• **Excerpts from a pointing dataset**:
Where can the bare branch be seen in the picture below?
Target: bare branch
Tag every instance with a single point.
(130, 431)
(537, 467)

--

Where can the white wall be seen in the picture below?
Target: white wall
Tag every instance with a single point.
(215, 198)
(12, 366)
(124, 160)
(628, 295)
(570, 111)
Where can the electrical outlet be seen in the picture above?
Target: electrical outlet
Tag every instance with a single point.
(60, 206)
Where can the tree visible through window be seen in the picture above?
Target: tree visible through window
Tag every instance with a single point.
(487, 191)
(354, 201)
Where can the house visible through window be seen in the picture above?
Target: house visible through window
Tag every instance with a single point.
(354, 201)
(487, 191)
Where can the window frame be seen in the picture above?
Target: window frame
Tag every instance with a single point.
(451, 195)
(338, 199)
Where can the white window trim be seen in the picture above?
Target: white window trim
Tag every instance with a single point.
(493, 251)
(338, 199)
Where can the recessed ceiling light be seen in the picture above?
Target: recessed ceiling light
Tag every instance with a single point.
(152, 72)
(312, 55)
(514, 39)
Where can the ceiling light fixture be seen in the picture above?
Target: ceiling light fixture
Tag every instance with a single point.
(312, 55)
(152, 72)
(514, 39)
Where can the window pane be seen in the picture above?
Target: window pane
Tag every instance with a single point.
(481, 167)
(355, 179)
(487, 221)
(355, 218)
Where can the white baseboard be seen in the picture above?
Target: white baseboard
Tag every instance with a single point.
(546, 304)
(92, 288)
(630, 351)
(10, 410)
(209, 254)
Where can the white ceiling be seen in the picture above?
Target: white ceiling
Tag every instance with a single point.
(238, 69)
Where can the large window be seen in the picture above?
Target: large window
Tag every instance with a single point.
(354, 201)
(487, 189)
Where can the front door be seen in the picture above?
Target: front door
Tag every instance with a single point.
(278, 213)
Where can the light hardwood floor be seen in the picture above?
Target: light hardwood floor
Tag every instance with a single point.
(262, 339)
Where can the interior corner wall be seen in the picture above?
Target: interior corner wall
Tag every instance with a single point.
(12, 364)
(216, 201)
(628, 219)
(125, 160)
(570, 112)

• **Your objective**: Count the lines that contain the string "wall", treating uppercase and lowercase letters as different. Reply with the number only.

• **Solution for this problem**: 4